#### PROBLEM DESCRIPTION
Please rewrite the stretch from the line containing "Objective - one point per instance of the person in dark" through the last of the lines below, substituting "rock" for "stone" and leaving everything else unchanged.

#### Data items
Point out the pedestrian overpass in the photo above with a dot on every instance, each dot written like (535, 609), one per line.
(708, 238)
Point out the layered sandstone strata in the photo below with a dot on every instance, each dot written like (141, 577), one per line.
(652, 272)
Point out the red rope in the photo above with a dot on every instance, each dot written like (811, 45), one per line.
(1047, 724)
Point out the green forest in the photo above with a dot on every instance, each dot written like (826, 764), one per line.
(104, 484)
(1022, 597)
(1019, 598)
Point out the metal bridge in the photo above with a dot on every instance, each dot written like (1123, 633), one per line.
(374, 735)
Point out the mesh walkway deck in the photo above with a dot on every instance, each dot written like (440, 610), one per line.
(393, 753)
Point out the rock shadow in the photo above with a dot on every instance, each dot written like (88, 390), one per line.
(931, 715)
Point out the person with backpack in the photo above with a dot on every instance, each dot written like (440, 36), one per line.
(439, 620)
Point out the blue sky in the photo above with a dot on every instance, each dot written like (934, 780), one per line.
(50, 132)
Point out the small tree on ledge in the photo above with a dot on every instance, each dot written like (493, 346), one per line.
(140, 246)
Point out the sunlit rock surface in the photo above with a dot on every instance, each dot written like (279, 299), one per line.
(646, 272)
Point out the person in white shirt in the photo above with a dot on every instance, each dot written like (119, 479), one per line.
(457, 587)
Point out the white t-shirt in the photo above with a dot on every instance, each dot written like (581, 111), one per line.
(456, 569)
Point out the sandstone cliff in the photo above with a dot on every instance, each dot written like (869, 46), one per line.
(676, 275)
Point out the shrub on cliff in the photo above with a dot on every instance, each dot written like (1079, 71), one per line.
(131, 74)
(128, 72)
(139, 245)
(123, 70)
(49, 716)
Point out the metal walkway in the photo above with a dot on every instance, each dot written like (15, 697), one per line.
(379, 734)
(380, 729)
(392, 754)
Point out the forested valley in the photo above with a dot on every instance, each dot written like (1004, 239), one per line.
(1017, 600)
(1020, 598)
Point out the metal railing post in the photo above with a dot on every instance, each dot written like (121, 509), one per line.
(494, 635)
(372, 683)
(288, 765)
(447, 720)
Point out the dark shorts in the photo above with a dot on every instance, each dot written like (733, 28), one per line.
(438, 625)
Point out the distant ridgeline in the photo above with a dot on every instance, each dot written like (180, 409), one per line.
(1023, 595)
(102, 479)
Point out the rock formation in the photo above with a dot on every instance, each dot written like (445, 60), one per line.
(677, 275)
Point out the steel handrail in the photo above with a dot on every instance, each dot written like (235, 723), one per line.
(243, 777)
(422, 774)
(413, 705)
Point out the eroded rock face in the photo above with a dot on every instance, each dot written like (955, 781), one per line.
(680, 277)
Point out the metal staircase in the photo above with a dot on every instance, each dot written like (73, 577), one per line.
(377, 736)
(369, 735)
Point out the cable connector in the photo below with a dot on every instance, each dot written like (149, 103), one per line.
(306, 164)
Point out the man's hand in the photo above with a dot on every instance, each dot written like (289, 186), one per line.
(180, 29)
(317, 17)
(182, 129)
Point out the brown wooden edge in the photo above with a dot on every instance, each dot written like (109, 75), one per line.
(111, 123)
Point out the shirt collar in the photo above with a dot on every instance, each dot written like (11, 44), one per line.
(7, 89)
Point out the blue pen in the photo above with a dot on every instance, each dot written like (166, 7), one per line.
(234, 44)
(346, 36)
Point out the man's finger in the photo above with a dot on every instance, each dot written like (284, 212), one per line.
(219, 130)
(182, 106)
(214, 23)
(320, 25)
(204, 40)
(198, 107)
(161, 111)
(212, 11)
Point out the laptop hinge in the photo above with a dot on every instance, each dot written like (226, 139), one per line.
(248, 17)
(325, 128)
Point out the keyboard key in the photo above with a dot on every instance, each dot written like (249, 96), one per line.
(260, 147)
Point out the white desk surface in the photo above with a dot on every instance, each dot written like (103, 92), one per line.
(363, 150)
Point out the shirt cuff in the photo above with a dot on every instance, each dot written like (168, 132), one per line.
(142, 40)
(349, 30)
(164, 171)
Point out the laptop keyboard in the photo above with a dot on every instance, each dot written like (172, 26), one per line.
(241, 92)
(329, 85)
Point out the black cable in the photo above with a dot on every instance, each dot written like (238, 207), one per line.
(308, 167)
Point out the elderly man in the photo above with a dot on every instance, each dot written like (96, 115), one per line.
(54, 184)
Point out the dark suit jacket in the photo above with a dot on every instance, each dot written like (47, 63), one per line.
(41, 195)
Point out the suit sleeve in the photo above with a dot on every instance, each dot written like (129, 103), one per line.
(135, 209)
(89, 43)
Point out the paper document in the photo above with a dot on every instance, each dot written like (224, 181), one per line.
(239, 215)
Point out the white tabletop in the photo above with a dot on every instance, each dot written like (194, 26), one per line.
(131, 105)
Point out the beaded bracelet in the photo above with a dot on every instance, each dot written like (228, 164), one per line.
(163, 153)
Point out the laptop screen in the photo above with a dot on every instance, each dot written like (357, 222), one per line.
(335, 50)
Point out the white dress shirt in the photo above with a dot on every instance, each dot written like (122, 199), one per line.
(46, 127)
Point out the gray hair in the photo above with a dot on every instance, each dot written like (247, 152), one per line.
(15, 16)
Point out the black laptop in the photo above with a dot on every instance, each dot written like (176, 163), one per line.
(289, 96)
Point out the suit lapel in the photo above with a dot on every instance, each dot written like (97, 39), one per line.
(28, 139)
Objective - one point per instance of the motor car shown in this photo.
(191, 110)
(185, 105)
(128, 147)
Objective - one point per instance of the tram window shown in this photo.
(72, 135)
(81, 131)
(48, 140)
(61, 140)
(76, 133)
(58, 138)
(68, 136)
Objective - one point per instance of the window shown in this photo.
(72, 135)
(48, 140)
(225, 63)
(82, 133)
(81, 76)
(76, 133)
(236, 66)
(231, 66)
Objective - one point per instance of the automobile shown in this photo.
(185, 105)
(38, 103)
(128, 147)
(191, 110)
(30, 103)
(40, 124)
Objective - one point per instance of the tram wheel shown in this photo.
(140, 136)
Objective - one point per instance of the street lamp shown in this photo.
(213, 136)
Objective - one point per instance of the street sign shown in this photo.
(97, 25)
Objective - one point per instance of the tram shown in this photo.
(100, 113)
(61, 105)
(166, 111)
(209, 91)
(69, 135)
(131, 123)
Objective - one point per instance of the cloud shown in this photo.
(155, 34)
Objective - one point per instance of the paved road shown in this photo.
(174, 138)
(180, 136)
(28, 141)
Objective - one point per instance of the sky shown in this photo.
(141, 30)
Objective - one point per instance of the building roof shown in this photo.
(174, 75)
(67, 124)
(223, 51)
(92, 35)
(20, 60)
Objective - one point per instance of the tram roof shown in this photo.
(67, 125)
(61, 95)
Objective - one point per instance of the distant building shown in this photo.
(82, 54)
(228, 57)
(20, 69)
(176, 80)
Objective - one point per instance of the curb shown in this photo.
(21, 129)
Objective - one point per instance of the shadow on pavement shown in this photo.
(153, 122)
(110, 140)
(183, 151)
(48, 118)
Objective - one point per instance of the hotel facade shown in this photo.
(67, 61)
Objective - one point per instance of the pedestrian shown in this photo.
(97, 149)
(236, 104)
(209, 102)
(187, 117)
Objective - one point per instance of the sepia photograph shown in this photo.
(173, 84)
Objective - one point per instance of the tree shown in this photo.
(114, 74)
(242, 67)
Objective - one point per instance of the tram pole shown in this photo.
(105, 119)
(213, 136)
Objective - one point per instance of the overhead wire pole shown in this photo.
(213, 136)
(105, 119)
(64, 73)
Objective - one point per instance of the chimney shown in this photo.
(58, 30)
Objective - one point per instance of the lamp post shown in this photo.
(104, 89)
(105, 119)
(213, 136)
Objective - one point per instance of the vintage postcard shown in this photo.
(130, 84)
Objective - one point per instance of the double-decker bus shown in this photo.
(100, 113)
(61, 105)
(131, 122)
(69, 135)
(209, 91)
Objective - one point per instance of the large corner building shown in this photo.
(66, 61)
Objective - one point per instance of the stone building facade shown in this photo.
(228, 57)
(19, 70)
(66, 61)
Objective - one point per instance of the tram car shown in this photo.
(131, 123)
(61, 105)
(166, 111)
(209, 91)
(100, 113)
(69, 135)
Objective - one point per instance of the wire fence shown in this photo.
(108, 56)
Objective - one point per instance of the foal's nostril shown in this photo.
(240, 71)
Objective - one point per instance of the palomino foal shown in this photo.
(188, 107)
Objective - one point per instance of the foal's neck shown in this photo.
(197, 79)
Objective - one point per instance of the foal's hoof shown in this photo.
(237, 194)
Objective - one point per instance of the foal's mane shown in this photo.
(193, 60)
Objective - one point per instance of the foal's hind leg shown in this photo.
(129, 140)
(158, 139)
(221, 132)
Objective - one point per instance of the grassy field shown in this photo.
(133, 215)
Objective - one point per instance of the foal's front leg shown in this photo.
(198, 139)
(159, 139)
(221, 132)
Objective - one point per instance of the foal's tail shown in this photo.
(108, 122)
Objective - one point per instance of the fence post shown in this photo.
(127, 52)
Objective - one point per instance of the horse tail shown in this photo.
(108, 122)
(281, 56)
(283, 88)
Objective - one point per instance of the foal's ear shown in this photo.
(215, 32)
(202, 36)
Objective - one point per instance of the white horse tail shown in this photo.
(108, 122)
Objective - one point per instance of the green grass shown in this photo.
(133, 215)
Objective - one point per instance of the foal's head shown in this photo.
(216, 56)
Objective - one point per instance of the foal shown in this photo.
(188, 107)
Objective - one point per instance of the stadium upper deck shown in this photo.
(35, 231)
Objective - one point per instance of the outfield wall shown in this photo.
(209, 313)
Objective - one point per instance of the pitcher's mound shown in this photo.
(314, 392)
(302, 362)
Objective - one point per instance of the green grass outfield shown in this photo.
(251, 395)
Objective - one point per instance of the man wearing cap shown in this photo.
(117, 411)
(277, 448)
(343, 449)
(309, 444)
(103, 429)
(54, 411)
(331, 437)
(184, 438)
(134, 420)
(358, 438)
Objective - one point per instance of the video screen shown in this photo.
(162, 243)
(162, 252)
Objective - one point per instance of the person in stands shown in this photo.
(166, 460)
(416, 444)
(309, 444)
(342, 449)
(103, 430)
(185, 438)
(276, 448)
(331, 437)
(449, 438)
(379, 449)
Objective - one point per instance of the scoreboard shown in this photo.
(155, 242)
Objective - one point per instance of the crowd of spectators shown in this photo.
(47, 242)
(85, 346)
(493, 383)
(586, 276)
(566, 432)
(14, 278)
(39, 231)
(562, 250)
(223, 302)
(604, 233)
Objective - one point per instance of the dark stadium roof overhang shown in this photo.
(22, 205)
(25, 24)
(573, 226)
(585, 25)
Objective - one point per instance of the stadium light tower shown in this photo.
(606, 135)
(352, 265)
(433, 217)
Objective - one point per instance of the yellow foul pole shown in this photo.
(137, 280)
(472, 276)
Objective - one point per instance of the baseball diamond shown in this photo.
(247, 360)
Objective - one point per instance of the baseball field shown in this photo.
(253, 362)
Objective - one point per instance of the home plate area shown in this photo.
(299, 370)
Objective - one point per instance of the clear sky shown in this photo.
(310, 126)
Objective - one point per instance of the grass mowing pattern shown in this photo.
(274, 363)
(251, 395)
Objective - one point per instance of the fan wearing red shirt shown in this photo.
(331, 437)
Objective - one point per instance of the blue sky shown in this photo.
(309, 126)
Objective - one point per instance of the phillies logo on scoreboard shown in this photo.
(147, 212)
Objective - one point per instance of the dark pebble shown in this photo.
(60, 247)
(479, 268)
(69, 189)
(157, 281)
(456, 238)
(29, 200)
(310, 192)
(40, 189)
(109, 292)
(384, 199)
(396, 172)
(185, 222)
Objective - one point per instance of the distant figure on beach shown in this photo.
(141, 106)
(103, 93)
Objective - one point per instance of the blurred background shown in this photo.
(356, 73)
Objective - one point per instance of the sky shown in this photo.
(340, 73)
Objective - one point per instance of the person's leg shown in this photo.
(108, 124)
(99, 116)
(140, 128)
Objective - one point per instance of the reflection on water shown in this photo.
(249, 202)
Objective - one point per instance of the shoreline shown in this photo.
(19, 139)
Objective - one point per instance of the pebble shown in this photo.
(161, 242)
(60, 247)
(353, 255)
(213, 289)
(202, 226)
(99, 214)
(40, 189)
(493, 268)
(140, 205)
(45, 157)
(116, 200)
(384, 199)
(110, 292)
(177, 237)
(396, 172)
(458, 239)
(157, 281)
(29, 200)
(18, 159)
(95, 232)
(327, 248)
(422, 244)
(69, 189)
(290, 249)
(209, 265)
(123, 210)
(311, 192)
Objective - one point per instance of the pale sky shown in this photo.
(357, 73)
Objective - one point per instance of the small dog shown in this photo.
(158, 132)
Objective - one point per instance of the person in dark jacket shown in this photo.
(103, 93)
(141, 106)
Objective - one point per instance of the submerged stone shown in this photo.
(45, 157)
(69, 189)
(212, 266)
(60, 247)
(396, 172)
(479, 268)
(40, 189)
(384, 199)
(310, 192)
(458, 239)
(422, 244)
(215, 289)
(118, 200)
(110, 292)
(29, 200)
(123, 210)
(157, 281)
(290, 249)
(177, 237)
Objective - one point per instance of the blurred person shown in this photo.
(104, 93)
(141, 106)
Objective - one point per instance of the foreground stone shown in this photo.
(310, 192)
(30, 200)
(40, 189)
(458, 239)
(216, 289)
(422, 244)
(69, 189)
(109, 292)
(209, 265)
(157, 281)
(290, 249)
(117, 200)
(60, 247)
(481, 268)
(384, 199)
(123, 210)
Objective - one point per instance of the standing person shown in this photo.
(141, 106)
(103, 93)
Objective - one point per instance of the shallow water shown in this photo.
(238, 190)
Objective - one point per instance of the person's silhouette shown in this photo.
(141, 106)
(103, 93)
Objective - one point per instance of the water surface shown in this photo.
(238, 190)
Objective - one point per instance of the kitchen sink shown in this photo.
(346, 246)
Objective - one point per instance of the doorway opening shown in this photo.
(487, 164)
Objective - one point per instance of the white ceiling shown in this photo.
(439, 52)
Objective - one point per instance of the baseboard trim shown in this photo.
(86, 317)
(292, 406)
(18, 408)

#### EXERCISE ANSWER
Objective - one point per instance of the person in dark jacket shown in this photo.
(103, 93)
(141, 106)
Objective - one point per instance of the submerged rock shown in this photo.
(45, 157)
(69, 189)
(212, 266)
(60, 247)
(396, 172)
(479, 268)
(40, 189)
(384, 199)
(310, 192)
(458, 239)
(422, 244)
(215, 289)
(118, 200)
(110, 292)
(29, 200)
(123, 210)
(157, 281)
(290, 249)
(177, 237)
Objective - one point per instance of the blurred person shown in this photo.
(104, 93)
(141, 106)
Objective - one point per instance of the foreground rock shown in this photo.
(310, 192)
(30, 200)
(40, 189)
(458, 239)
(216, 289)
(422, 244)
(69, 189)
(109, 292)
(209, 265)
(157, 281)
(290, 249)
(117, 200)
(60, 247)
(481, 268)
(384, 199)
(123, 210)
Objective - one point per instance of the standing person shown in this photo.
(141, 106)
(103, 93)
Objective - one point per instance of the shallow water shown in this photo.
(238, 190)
Objective - one point per instance of the person's silhouette shown in this photo.
(141, 106)
(103, 93)
Objective - one point per instance of the water surface shown in this photo.
(238, 190)
Objective - one point per instance of the kitchen sink shown in this photo.
(346, 246)
Objective - one point per instance of the doorway opening shown in this photo.
(487, 164)
Objective - one point per instance of the white ceiling shown in this photo.
(439, 52)
Objective - one point per instance of the baseboard trim shown in this photo.
(86, 317)
(292, 406)
(18, 408)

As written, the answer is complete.